TASK DESCRIPTION ->
Reproduce exactly the lines from the line containing "the sofa back" through the end of the records below, including both ends, and nothing else.

STORED RECORDS ->

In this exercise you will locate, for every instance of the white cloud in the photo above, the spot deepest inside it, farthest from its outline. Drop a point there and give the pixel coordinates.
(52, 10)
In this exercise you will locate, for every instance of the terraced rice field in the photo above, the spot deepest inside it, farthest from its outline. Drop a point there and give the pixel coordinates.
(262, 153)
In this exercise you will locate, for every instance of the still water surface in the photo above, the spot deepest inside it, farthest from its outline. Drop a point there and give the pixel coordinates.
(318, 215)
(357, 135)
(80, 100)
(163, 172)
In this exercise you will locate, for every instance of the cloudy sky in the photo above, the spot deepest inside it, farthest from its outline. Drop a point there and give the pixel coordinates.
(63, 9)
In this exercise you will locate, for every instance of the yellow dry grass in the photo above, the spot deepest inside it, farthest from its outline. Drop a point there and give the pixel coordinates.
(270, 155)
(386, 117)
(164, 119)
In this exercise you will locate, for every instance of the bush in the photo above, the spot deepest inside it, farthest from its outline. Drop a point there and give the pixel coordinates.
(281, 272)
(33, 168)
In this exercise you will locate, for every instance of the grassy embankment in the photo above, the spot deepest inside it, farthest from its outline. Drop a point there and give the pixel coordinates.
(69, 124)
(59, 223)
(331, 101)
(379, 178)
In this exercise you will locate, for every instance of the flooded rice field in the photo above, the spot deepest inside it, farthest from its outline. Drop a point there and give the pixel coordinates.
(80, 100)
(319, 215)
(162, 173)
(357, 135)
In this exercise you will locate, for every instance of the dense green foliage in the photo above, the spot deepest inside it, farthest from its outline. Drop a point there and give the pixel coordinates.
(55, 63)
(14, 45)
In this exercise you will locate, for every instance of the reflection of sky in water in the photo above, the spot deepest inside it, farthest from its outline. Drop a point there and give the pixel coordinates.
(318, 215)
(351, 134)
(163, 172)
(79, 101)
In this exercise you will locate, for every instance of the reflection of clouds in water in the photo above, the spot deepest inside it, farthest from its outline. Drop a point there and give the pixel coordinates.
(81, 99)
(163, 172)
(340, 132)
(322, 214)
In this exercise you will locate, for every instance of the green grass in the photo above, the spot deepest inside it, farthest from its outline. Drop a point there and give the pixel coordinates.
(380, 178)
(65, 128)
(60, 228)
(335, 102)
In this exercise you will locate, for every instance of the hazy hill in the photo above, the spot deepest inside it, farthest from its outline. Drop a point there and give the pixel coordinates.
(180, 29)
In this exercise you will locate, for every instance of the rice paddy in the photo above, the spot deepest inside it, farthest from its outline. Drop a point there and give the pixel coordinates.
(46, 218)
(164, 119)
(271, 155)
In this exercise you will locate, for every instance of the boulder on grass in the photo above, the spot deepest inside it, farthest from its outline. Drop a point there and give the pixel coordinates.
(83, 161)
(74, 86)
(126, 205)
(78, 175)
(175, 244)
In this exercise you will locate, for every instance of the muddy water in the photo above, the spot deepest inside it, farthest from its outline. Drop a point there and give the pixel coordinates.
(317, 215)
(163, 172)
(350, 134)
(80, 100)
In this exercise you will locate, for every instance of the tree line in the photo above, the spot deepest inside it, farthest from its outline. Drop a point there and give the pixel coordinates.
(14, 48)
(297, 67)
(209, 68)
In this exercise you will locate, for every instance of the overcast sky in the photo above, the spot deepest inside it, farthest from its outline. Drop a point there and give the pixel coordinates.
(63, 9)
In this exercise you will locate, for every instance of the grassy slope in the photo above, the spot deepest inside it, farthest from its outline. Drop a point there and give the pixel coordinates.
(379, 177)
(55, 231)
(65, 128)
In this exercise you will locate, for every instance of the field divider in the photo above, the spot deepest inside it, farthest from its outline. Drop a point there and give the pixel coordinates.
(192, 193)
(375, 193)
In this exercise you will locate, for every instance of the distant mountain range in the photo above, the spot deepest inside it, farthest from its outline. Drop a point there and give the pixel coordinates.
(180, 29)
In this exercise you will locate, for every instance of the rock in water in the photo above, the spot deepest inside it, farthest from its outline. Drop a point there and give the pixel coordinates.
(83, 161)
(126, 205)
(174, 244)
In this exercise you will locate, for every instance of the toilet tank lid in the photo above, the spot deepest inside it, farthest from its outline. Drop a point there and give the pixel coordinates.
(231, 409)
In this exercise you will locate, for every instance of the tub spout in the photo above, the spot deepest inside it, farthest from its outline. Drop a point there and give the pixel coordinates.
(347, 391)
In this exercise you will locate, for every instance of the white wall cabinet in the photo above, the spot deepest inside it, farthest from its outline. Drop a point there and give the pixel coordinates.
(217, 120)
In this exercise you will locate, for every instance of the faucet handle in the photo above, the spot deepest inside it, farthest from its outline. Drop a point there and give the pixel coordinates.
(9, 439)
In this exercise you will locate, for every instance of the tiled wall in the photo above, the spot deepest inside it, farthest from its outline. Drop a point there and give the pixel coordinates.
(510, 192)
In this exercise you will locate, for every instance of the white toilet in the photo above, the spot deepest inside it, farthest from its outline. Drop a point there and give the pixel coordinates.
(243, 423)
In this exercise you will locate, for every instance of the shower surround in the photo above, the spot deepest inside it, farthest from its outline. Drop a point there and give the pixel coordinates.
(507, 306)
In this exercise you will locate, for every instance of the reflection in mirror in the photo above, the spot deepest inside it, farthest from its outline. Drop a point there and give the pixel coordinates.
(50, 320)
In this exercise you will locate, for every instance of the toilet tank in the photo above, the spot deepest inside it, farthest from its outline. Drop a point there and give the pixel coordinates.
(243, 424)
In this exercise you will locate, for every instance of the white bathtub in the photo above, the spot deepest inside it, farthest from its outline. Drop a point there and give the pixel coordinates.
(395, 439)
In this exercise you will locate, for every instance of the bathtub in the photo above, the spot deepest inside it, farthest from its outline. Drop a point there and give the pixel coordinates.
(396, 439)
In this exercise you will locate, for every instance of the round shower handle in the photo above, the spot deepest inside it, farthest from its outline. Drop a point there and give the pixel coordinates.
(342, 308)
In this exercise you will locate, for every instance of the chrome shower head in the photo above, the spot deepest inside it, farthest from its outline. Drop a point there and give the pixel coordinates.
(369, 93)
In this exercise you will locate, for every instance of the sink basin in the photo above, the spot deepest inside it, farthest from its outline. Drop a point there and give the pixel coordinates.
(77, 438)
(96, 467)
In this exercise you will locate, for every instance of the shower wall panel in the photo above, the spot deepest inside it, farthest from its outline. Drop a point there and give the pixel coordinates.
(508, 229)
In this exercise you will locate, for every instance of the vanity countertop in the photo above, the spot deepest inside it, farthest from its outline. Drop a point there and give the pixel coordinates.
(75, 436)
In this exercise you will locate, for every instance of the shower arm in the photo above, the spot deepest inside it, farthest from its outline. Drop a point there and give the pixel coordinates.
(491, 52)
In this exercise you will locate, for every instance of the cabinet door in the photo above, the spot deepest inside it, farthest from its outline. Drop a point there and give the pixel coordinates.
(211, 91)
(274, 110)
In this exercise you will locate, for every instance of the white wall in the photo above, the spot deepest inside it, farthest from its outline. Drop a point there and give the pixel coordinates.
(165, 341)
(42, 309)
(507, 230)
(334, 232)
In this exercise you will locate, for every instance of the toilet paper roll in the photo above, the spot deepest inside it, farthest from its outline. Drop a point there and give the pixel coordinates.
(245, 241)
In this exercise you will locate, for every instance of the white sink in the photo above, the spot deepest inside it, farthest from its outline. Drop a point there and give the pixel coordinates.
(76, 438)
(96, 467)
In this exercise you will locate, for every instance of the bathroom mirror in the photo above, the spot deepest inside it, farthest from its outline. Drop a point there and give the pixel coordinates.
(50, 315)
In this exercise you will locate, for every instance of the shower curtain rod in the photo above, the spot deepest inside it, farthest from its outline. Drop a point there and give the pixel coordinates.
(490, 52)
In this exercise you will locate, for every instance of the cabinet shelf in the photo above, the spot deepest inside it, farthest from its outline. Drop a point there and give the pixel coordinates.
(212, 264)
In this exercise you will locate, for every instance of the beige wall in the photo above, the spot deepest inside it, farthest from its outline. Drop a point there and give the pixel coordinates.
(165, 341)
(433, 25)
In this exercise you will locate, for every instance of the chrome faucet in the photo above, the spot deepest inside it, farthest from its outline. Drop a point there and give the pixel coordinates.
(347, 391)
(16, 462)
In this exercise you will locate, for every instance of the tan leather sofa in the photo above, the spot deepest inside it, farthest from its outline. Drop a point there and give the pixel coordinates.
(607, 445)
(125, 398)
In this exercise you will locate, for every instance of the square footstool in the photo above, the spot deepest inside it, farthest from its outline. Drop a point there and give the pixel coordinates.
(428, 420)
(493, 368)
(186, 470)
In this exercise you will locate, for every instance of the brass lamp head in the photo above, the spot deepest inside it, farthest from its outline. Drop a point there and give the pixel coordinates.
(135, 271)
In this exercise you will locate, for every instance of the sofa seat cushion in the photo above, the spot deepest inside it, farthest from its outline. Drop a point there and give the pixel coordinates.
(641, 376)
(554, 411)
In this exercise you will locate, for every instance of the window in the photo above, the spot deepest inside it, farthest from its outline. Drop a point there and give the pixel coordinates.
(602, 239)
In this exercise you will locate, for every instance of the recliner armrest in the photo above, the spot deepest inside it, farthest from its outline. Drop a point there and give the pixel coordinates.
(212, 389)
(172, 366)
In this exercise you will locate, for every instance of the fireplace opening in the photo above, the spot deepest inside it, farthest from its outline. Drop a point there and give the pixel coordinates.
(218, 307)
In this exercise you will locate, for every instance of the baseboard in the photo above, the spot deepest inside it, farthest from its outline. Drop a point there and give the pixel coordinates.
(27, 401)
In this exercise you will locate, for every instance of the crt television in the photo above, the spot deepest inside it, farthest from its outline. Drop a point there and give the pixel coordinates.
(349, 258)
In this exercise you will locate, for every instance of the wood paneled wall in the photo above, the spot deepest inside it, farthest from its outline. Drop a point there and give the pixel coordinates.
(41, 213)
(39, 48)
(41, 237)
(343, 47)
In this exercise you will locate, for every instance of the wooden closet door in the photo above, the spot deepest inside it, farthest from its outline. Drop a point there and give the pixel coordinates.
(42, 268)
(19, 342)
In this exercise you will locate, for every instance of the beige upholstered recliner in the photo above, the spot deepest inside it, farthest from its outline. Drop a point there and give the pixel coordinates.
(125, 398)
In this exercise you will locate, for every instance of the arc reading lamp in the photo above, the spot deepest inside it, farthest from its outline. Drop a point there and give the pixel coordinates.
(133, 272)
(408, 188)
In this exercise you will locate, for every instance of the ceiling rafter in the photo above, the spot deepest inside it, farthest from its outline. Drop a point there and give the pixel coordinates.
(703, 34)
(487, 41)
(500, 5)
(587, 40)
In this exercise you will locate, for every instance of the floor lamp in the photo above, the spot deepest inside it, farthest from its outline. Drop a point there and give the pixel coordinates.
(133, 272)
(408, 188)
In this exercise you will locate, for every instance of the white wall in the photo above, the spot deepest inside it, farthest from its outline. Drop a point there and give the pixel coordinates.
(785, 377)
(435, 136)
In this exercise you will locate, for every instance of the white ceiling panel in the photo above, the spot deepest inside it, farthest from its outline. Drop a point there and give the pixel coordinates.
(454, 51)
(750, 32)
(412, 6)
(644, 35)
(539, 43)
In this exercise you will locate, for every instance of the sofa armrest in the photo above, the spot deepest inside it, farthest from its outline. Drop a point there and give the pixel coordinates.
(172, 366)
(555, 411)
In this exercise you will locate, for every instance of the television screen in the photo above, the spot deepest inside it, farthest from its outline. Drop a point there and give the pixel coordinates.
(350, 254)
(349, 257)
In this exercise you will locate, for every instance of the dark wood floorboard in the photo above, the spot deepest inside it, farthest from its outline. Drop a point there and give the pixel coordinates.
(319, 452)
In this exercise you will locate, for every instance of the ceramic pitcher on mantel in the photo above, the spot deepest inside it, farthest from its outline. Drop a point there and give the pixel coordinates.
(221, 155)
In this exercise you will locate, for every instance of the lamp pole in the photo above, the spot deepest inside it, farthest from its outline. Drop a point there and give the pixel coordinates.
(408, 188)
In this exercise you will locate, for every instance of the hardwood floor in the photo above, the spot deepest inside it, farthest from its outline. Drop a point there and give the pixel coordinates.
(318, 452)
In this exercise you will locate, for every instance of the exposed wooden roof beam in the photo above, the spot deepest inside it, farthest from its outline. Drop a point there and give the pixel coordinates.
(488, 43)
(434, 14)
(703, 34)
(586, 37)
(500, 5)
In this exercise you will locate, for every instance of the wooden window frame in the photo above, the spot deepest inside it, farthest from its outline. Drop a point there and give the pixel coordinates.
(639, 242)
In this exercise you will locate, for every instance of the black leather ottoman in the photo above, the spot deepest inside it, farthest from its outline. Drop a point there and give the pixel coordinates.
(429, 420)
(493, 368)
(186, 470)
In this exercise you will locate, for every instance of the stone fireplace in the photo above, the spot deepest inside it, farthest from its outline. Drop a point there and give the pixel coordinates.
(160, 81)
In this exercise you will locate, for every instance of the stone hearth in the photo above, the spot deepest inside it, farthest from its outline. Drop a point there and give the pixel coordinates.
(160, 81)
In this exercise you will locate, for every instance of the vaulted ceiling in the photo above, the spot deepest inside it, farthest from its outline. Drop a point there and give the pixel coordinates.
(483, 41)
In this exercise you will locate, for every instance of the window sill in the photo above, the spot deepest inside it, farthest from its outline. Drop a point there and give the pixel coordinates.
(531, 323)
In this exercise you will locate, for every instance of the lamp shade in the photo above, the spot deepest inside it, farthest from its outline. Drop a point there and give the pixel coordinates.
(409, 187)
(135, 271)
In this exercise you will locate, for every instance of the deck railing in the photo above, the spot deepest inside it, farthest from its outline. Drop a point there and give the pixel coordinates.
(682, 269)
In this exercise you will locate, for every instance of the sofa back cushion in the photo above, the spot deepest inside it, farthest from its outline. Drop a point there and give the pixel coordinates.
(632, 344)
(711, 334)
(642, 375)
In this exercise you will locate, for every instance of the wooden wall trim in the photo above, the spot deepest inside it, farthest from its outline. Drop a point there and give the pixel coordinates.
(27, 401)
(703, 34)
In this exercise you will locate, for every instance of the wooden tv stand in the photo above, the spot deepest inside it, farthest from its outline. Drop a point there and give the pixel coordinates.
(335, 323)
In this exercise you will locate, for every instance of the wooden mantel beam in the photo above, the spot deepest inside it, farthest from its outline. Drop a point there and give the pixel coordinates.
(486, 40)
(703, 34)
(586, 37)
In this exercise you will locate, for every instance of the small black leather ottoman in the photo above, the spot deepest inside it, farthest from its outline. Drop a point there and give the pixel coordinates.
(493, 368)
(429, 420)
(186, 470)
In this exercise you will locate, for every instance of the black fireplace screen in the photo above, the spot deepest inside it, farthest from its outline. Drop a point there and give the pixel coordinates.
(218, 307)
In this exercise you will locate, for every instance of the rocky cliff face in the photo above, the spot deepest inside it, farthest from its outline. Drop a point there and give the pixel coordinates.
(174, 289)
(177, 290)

RIGHT ANSWER ->
In this exercise you will locate, for every instance of the sofa back cushion in the photo above, the spot deepest inside it, farthest from its outline. Drop a point there and give the pixel coordinates.
(632, 344)
(711, 334)
(642, 375)
In this exercise you will locate, for every instance of the wooden wall trim in the photo above, the spot deepest inside it, farthest from its outline. Drop a point there and give the pixel coordinates.
(27, 401)
(703, 34)
In this exercise you will locate, for every instance of the wooden tv stand in the photo above, the spot deepest inside it, farthest from its outline. Drop a point there and give the pixel coordinates.
(335, 323)
In this exercise you will locate, for every instance of the wooden mantel beam in the photo above, the spot deepest inside it, farthest from its outline. Drop a point there and give the pixel coordinates.
(486, 40)
(703, 34)
(586, 37)
In this exercise you will locate, for every instance of the small black leather ottoman in the photo above, the spot deepest inside it, farthest from its outline. Drop a point there and give the pixel coordinates.
(493, 368)
(429, 420)
(186, 470)
In this exercise you will locate, for every instance of the black fireplace screen in the photo above, the spot deepest inside it, farthest from its outline. Drop a point there and give the pixel coordinates.
(218, 307)
In this exercise you will locate, for every instance of the rocky cliff face in the photo above, the spot deepest inside it, farthest from its outline. Drop a point there and give the pixel coordinates.
(174, 289)
(177, 290)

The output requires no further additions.